- **Goal 1**: According to the essay on the Muslim Brotherhood, which organization is Joshua Muravchik affiliated with?
- **Goal 2**: For each statement below, say whether it agrees with the essay on the Muslim Brotherhood, answering yes or no and quoting the deciding words: (a) Muravchik agreed that the Brotherhood should be talked to. (b) The authors began their investigation three years ago. (c) Muravchik bases his argument on quotations from Ayman al-Zawahiri.
- **Goal 3**: Retype the passage of the essay on the Muslim Brotherhood between "Steven Brooke and I set" and "Brotherhood-or even Muslims).", inclusive.

- **Supplied text**:
To Talk or Not To Talk?-That is The Question

To Talk or Not To Talk?-That is The Question

In the Middle East and elsewhere, we do not have the luxury of choosing our allies like dessert, based on our inclinations or whether we happen always to like what they say. The Muslim Brotherhood merits our attention.


Steven Brooke and I have received much criticism from other conservatives about our analysis of the Muslim Brotherhood. One of them is Joshua Muravchik of the American Enterprise Institute. He recently voiced his objections with our position. While he agreed that we should talk to them, he doesn't see the Brotherhood as a force for either reform or moderation. He considers them jihadists and bases his argument on quotations from Supreme Guide Muhammad Akef. And if there is no difference between the Muslim Brotherhood and Al-Qaeda-they are both jihadi, tout court-what is there to talk about?

What indeed? This is the heart of the matter:


Steven Brooke and I set out one year-and-a-half ago to investigate the Muslim Brotherhood. We did so because we saw two diametrically opposed views of the organization-one, often embraced by American commentators, saw the Muslim Brothers as "radical Islamists" and "a vital component of the enemy's assault force . . . deeply hostile to the United States." At the same time, Al-Qaeda's Ayman al-Zawahiri was sneering at them for "lur[ing] thousands of young Muslim men into lines for elections . . . instead of into the lines of jihad."

Initially, we found many of the things which so often distress our colleagues. There are plenty of quotes from Supreme Guide Muhammed Mahdi Akef and others that reflect standard Arab denunciations of America and Israel (which of course are not limited to the Muslim Brotherhood-or even Muslims).

- **Data lines**:
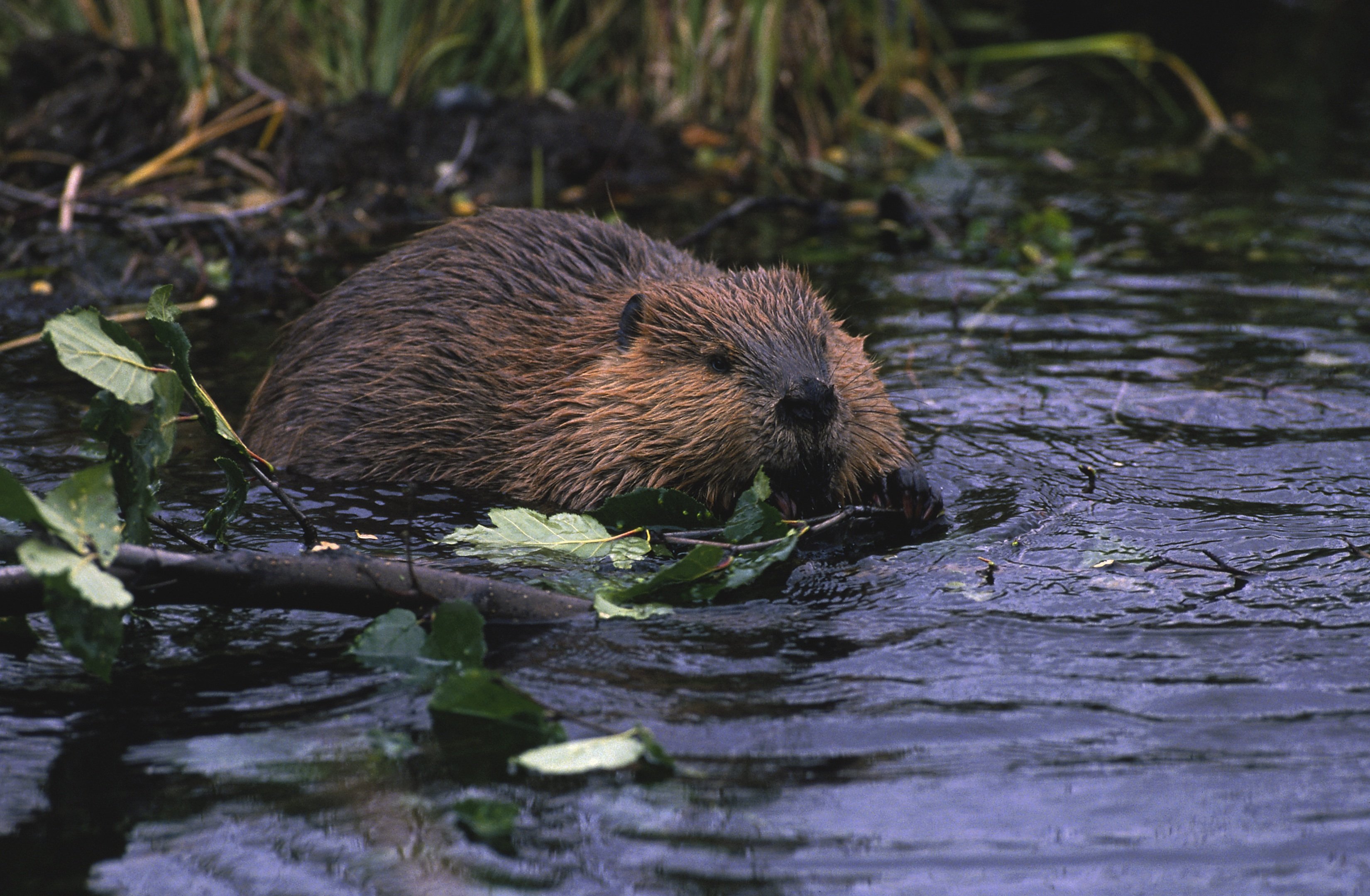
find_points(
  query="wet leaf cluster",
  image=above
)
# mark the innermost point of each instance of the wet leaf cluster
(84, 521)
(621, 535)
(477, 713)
...
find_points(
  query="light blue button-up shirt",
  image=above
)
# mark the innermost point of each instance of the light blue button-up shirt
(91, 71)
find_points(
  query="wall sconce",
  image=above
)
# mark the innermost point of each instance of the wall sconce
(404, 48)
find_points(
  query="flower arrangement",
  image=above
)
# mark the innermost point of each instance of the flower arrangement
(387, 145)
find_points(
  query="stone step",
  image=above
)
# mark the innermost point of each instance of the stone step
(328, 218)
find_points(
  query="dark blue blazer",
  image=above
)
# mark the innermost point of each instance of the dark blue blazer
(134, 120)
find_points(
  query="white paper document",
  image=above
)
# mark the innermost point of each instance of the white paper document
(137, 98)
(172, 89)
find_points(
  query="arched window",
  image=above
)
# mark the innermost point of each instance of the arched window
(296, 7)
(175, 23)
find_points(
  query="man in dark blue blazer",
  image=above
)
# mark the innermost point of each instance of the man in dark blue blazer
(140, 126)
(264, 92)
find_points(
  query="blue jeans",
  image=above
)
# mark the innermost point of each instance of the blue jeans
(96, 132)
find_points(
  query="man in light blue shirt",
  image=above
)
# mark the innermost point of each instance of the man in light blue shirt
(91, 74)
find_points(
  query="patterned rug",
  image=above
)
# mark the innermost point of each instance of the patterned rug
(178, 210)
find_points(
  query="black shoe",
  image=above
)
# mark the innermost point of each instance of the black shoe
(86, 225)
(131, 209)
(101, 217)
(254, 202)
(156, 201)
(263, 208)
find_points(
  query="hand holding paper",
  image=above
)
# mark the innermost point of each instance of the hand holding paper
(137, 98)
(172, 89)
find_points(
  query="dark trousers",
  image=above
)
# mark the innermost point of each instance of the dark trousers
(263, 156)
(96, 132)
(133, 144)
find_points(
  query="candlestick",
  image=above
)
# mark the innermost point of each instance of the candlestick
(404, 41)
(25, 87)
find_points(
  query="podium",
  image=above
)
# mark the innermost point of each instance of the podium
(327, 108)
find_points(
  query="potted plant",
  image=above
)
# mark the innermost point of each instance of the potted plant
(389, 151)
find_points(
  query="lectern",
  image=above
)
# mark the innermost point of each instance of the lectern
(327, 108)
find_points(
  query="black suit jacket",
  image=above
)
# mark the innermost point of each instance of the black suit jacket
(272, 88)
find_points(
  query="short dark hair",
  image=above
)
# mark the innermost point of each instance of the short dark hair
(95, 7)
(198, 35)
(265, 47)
--
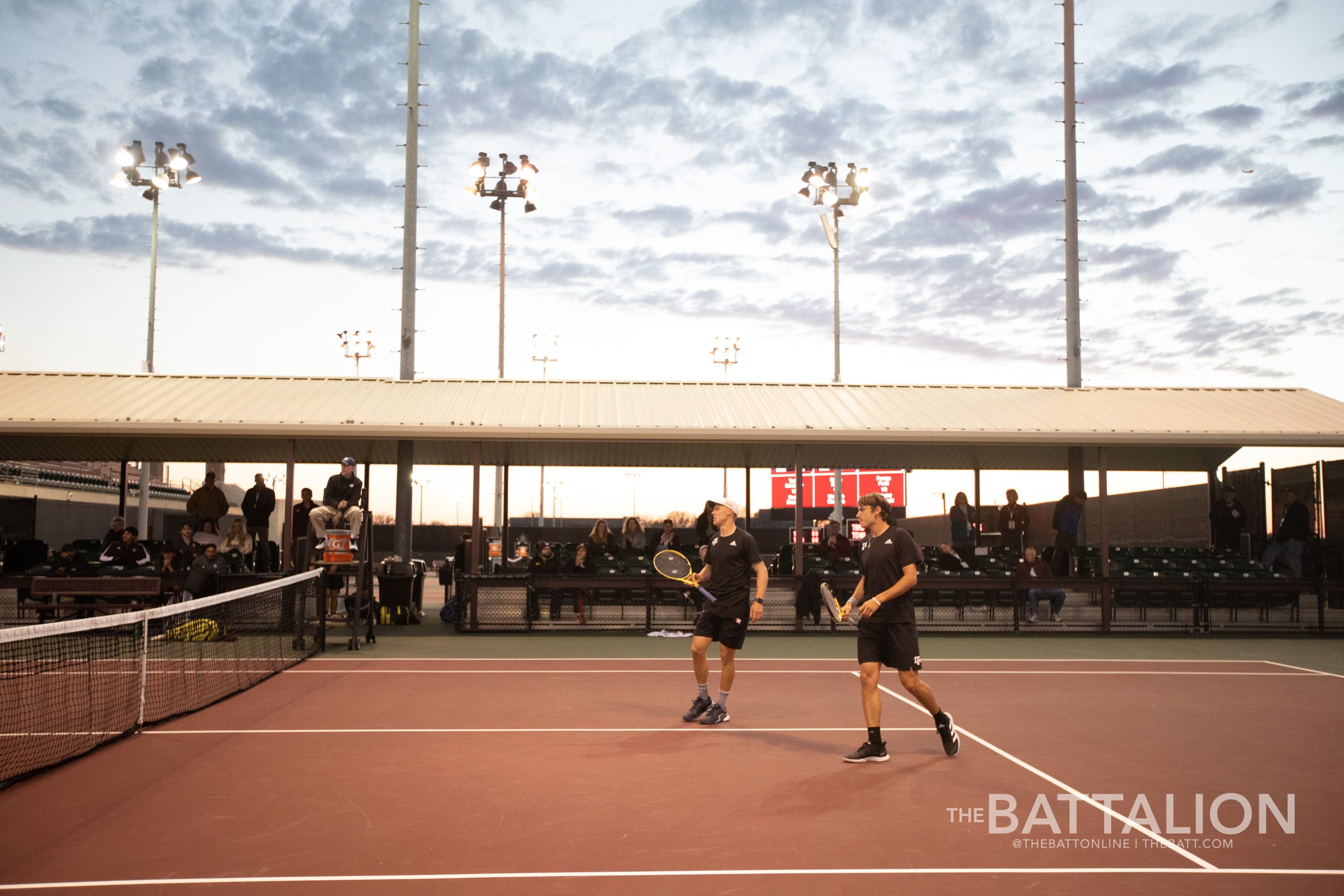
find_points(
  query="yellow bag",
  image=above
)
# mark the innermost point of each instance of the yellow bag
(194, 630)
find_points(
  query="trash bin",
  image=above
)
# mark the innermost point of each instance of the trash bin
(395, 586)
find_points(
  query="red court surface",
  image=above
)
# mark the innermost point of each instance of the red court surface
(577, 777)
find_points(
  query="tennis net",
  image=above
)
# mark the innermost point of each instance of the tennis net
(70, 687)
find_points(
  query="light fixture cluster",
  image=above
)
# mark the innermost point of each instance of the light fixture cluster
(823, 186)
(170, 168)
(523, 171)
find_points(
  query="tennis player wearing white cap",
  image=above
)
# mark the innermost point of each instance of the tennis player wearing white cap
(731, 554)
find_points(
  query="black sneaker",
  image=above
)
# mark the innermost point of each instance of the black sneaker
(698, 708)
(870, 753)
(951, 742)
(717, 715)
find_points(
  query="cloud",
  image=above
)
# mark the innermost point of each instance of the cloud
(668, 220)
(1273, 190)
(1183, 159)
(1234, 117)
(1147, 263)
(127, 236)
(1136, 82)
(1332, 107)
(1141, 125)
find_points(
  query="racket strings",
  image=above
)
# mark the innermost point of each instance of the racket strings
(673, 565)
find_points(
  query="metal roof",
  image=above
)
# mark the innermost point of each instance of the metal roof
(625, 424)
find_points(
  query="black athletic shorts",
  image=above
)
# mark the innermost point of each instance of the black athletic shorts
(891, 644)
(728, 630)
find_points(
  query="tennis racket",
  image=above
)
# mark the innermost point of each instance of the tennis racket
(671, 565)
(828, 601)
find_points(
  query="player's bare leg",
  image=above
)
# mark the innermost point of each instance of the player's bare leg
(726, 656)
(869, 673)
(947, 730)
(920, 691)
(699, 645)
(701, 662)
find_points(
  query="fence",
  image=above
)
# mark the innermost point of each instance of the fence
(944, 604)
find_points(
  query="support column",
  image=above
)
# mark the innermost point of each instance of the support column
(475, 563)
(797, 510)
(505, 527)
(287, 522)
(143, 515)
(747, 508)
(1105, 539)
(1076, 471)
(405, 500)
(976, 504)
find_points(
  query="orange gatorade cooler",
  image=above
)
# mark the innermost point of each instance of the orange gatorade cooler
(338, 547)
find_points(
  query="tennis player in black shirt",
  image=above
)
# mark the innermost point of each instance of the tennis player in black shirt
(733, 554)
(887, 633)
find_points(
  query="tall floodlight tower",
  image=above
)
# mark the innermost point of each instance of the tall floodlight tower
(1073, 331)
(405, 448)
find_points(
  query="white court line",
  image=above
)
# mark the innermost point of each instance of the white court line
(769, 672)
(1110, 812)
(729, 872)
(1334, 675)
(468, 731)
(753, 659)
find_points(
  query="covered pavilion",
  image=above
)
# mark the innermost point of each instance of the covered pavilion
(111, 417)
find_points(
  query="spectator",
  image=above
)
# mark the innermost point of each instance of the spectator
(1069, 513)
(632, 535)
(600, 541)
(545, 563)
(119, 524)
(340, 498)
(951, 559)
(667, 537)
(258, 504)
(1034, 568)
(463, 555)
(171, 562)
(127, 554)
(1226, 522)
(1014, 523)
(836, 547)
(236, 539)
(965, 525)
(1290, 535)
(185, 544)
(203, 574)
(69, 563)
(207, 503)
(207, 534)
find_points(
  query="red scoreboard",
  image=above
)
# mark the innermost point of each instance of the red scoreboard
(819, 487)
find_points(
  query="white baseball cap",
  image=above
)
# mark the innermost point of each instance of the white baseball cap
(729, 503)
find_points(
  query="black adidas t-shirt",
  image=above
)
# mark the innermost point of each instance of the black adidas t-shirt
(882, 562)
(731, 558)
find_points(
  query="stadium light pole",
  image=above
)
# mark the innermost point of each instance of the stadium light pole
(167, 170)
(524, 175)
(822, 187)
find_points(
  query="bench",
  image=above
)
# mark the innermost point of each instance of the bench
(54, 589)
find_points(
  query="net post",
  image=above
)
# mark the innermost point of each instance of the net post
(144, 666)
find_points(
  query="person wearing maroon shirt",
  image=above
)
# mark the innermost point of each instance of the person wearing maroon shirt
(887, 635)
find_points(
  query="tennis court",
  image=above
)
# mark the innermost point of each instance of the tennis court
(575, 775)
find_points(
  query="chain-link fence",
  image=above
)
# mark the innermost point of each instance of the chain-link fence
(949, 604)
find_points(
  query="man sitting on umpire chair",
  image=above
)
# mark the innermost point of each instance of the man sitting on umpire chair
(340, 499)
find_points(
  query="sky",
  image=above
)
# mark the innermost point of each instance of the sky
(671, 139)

- **Worked solution 1**: The American Enterprise Institute.

- **Worked solution 2**:
(a) Yes: "While he agreed that we should talk to them"
(b) No: "set out one year-and-a-half ago to investigate the Muslim Brotherhood"
(c) No: "bases his argument on quotations from Supreme Guide Muhammad Akef"

- **Worked solution 3**:
Steven Brooke and I set out one year-and-a-half ago to investigate the Muslim Brotherhood. We did so because we saw two diametrically opposed views of the organization-one, often embraced by American commentators, saw the Muslim Brothers as "radical Islamists" and "a vital component of the enemy's assault force . . . deeply hostile to the United States." At the same time, Al-Qaeda's Ayman al-Zawahiri was sneering at them for "lur[ing] thousands of young Muslim men into lines for elections . . . instead of into the lines of jihad."

Initially, we found many of the things which so often distress our colleagues. There are plenty of quotes from Supreme Guide Muhammed Mahdi Akef and others that reflect standard Arab denunciations of America and Israel (which of course are not limited to the Muslim Brotherhood-or even Muslims).